§ YOUR GOAL:
Filter the lines below, copying out each one that contains the word "lands". Treat uppercase and lowercase letters as different.

§ SUPPLIED RECORDS:
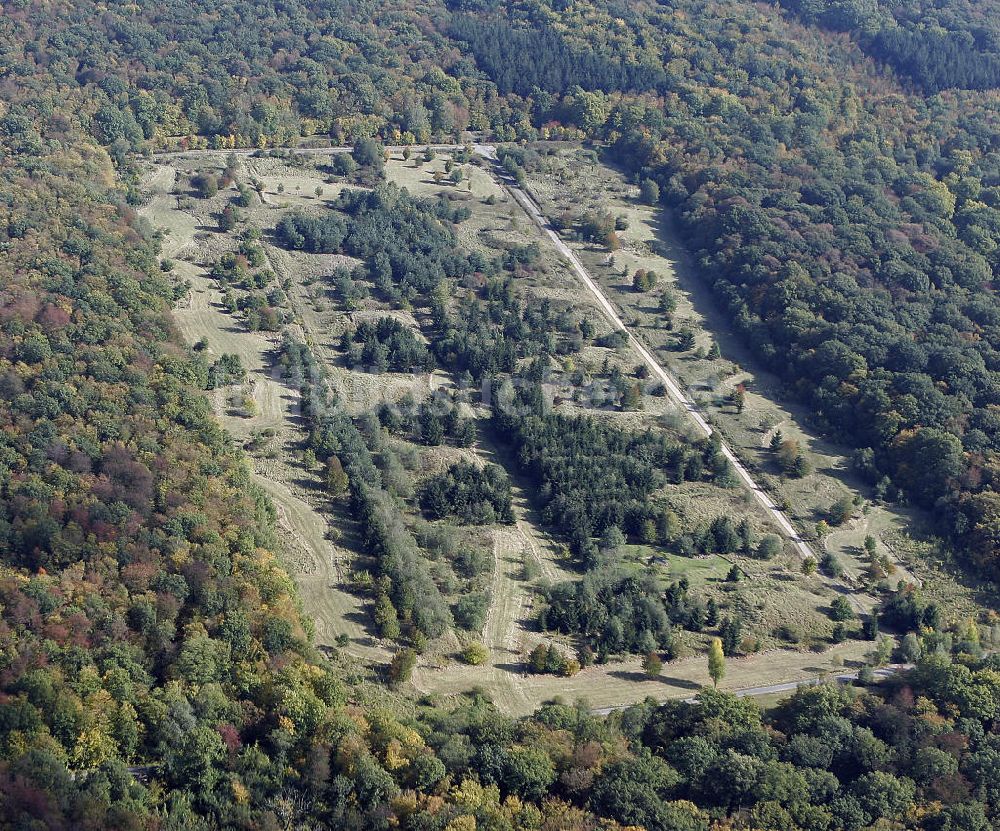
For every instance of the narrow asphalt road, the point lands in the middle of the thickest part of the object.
--
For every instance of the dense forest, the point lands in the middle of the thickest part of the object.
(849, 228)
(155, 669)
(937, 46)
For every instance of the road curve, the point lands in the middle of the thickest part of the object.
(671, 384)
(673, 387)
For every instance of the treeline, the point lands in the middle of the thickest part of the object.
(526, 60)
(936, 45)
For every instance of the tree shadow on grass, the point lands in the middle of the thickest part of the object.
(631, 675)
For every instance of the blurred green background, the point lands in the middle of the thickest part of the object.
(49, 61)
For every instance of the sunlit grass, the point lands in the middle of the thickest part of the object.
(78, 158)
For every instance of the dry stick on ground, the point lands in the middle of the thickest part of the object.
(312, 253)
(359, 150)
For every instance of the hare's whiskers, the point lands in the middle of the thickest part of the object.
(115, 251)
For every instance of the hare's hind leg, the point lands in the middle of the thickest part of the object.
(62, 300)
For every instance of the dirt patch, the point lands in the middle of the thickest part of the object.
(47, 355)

§ WRITTEN ANSWER:
For every instance of the narrow asphalt road, the point lands in the middle of the thickest part of the object.
For every instance of the dense forest, the point lands in the middle of the thickest part of the object.
For every instance of the road curve, the point lands in the middle of the thickest part of the object.
For every instance of the treeline, the point lands in the middle of the thickest part of the object.
For every instance of the tree shadow on grass, the point lands in the middle of the thickest part of the object.
For every instance of the blurred green background, the point lands in the middle of the thickest part of the object.
For every instance of the sunlit grass, the point lands in the middle of the thickest part of the object.
For every instance of the dry stick on ground, the point lands in the middle of the thickest part of the object.
For every instance of the hare's whiskers, the point lands in the middle of the thickest part of the object.
For every instance of the hare's hind leg, the point lands in the middle of the thickest part of the object.
For every instance of the dirt patch, the point lands in the middle of the thickest part of the object.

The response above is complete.